### Work instructions
Tally the rows below in which the word "hose" appears, and reply with the number alone.

━━ Entries provided ━━

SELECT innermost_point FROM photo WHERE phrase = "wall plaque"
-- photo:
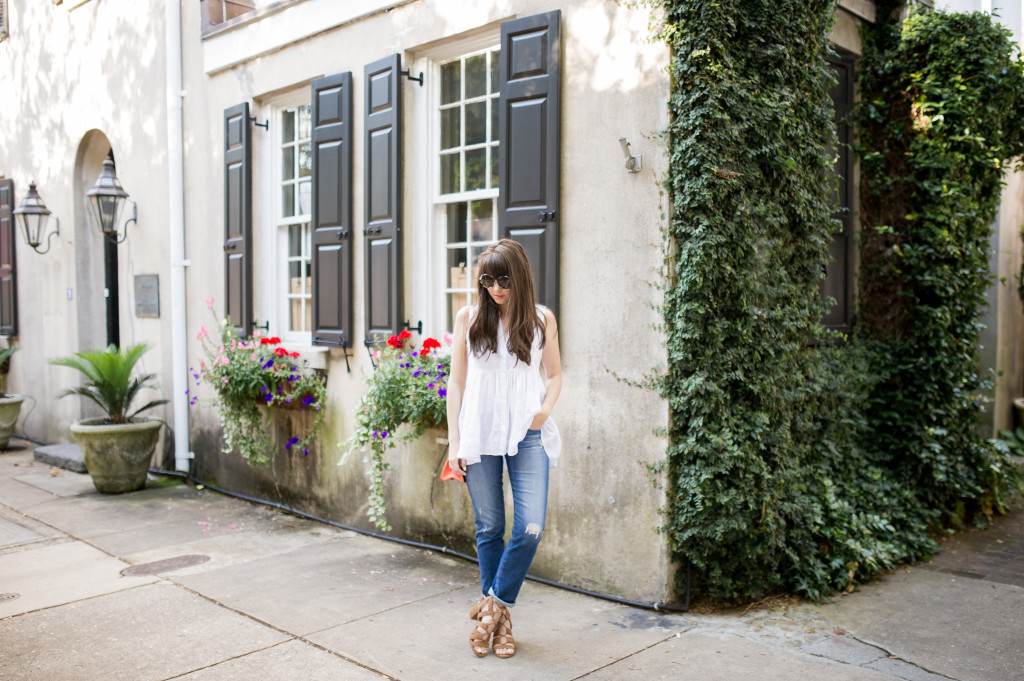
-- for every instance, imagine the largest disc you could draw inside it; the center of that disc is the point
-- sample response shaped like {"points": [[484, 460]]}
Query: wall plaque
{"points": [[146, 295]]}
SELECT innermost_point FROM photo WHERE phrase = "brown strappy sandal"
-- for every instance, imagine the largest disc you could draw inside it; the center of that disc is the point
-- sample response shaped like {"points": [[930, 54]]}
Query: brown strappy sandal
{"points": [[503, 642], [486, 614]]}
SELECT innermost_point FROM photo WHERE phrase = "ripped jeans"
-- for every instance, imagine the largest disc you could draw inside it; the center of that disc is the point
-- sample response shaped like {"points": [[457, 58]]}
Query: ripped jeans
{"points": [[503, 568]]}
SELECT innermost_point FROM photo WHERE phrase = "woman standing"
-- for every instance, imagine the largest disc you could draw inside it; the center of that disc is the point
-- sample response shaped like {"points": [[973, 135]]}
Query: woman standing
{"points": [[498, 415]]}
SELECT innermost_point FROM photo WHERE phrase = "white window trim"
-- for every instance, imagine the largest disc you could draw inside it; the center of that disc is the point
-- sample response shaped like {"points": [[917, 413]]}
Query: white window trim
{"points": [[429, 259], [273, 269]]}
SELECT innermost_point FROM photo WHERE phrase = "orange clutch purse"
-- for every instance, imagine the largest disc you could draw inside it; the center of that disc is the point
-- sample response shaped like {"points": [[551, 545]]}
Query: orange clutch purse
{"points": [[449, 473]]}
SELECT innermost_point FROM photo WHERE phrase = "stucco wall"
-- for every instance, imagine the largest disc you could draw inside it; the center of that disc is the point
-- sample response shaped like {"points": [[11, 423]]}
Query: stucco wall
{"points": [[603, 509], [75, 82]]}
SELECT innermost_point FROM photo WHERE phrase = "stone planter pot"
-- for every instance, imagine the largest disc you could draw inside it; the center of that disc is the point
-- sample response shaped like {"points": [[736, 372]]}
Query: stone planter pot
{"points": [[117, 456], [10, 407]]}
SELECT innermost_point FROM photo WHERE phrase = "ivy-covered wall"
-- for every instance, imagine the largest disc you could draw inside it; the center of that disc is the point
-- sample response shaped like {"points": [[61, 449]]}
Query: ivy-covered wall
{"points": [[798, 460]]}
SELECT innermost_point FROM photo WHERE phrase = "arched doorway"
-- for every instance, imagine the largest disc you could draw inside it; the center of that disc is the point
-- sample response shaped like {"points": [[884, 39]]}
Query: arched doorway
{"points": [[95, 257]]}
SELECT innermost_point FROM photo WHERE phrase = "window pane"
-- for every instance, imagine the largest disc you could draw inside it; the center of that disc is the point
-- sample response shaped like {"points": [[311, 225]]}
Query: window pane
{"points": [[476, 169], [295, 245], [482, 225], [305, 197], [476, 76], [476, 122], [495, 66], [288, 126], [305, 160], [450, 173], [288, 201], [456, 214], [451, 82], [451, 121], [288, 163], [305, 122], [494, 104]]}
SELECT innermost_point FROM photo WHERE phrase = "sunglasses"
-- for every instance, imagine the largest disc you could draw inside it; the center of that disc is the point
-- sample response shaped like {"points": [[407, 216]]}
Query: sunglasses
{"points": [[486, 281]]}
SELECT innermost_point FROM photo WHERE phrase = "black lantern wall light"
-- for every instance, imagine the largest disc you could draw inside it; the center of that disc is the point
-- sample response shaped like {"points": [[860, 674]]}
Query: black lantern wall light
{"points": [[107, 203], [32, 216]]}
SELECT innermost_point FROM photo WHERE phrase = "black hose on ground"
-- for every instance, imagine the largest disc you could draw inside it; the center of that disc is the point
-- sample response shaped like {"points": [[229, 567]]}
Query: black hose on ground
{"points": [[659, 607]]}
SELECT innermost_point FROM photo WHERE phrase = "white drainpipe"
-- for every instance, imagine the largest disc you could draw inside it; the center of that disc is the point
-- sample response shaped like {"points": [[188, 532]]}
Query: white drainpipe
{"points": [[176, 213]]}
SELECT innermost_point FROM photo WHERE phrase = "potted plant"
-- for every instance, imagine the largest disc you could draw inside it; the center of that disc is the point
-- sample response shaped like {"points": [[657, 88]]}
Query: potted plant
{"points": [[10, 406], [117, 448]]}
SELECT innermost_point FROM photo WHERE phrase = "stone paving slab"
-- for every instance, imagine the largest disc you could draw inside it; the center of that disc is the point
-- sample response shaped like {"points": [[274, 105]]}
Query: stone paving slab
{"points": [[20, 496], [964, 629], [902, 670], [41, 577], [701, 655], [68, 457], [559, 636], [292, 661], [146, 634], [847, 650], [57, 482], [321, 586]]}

━━━
━━ Entries provided ━━

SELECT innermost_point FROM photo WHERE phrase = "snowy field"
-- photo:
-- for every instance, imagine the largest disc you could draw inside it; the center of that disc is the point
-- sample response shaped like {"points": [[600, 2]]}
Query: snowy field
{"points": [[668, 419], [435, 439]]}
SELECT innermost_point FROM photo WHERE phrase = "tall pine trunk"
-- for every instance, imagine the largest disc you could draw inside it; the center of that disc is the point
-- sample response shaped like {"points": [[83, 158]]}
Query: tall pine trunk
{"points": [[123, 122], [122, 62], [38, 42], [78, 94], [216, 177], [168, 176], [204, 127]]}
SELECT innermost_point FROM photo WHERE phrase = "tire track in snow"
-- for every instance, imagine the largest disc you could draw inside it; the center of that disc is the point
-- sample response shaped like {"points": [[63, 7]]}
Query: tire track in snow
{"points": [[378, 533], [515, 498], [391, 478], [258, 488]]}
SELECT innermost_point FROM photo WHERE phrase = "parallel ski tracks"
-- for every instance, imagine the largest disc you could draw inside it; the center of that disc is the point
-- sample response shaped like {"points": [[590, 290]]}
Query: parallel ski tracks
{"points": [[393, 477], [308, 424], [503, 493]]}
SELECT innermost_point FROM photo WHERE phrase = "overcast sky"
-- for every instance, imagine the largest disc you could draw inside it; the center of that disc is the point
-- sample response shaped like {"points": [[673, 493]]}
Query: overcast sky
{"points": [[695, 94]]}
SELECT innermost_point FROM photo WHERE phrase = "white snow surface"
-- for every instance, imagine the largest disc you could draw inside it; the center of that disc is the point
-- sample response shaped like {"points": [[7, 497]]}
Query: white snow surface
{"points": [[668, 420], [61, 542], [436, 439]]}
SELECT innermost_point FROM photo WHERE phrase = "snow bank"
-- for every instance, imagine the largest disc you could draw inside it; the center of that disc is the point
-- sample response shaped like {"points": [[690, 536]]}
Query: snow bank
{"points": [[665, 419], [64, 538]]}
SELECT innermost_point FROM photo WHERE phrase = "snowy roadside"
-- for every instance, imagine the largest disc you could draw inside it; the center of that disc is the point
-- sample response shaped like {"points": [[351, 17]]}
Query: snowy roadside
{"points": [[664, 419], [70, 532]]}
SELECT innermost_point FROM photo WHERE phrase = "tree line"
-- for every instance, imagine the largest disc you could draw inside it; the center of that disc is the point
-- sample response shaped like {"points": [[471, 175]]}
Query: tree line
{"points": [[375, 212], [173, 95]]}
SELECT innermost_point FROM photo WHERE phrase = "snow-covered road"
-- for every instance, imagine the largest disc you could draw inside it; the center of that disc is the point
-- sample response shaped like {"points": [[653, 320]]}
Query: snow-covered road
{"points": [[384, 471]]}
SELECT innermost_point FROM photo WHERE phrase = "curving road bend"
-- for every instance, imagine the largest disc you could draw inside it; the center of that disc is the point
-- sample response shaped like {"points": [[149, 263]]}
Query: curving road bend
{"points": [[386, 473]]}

━━━

### Task result
2